Background: the difficulty of defining ‘wellbeing’
Here’s a puzzle: why do so many texts on wellbeing or happiness start by looking for definitions, and why do sceptics complain about the lack of definitional precision, when the vagueness of these terms so obviously makes the value of definition doubtful? These terms point towards our ultimate values, our deepest, our vaguest and our most elusive desires and aspirations. What purpose would it serve to wilfully restrict and therefore distort terms that are clearly meant to be vague?

Perhaps the quest for definition is about simplifying these issues so that we can measure them. But if we’re going to try to measure wellbeing, should our measurements emphasise ‘objective’ realities or ‘subjective’ perceptions?

Maybe there is no prospect of finding an adequate and useful definition of any aspect of wellbeing, let alone of defining wellbeing overall. Perhaps what really matters is that we appreciate the value of talking and thinking about wellbeing. On this course, we are calling this the ‘wellbeing lens’ - i.e. the ways in which it can make a difference to introduce the topic of ‘wellbeing’ into people’s thoughts and conversations.

> [Required work]
1. Answer these about the passage on defining wellbeing:
(a) What do the terms "wellbeing" and "happiness" point toward?
(b) What two things might measurements of wellbeing focus on?
(c) What does the course mean by the "wellbeing lens"?
2. Continue the passage on defining wellbeing from its final sentence.
The material after this passage comes from a different source.

> [Supplied data]
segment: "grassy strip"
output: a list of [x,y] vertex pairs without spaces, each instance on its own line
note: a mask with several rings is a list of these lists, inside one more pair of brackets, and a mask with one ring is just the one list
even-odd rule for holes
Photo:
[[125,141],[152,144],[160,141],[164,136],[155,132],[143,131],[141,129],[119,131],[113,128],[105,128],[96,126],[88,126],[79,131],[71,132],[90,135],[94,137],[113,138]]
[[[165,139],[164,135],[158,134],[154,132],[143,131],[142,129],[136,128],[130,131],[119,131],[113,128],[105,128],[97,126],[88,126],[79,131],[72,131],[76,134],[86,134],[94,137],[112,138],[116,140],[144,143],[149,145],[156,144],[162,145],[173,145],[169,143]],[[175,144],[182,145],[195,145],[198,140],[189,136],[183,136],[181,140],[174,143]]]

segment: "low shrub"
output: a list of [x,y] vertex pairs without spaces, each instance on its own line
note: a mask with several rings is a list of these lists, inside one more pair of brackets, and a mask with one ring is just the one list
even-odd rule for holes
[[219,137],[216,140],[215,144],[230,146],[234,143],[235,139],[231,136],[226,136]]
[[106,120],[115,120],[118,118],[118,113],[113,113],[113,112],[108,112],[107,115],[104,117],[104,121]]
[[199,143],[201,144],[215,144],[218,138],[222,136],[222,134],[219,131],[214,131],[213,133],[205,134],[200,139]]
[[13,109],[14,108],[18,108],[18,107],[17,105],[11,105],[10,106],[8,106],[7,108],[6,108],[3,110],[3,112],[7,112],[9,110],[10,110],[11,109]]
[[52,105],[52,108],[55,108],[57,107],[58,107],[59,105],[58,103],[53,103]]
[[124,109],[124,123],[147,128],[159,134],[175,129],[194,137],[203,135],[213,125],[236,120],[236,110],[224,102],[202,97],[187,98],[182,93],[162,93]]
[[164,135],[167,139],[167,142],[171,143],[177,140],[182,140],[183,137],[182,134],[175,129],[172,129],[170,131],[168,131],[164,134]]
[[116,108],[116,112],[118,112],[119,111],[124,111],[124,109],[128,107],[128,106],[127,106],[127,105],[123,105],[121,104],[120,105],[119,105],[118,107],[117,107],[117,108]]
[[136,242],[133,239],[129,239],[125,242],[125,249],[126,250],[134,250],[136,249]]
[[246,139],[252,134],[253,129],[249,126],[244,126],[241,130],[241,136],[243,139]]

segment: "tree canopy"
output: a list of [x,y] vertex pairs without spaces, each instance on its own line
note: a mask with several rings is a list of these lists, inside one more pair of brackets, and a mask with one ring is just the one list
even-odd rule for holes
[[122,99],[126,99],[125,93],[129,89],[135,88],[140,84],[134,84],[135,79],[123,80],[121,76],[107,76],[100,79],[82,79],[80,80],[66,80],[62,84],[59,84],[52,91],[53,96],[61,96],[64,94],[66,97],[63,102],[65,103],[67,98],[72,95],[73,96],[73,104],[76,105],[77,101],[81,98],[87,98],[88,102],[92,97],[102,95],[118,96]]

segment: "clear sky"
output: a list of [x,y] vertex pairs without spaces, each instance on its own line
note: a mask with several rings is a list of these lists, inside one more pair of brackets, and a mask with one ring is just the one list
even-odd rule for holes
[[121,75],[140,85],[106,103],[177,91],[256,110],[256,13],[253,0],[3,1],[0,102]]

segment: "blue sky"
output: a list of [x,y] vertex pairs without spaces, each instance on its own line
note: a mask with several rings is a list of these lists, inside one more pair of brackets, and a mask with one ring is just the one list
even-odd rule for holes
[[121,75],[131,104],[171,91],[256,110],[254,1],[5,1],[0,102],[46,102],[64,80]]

> [Answers given]
1.
(a) Our ultimate values: our deepest, vaguest and most elusive desires and aspirations.
(b) "Objective" realities or "subjective" perceptions.
(c) The ways it can make a difference to bring the topic of wellbeing into people's thoughts and conversations.

2.
Our view is that neither wellbeing nor happiness are definable, nor can they be understood even as ‘concepts’. There is no single ‘thing’ to be measured or promoted. Rather, wellbeing and happiness are vague reminders of the importance of thinking and talking about what people value - how they hope to live well and enjoy their lives.

Despite its vagueness, the ‘wellbeing’ reminder can still steer us towards useful insights and better plans. It reminds us of our ultimate values and purposes. Reminders about wellbeing or happiness energize our personal and collective motivations, and demand a logical justification for them.

Using the ‘wellbeing lens’
We use the term ‘wellbeing lens’ to refer to these vague conversational guides. Although wellbeing is vague, elusive, and dynamic, it can sometimes be useful to ‘objectify’ it and try to measure aspects of it. But to engage in wellbeing conversions, instead of asking ‘what is it?’ it’s probably more informative to consider: ‘what difference does it make?’ We argue that the wellbeing lens makes three main kinds of difference:

• Positivity: it makes us think and talk about strengths and enjoyments, i.e. about what people ultimately value

• Empathy: it makes us consider all aspects of planning from the perspective of the experiencing subject - what does x feel like or how is it perceived and understood?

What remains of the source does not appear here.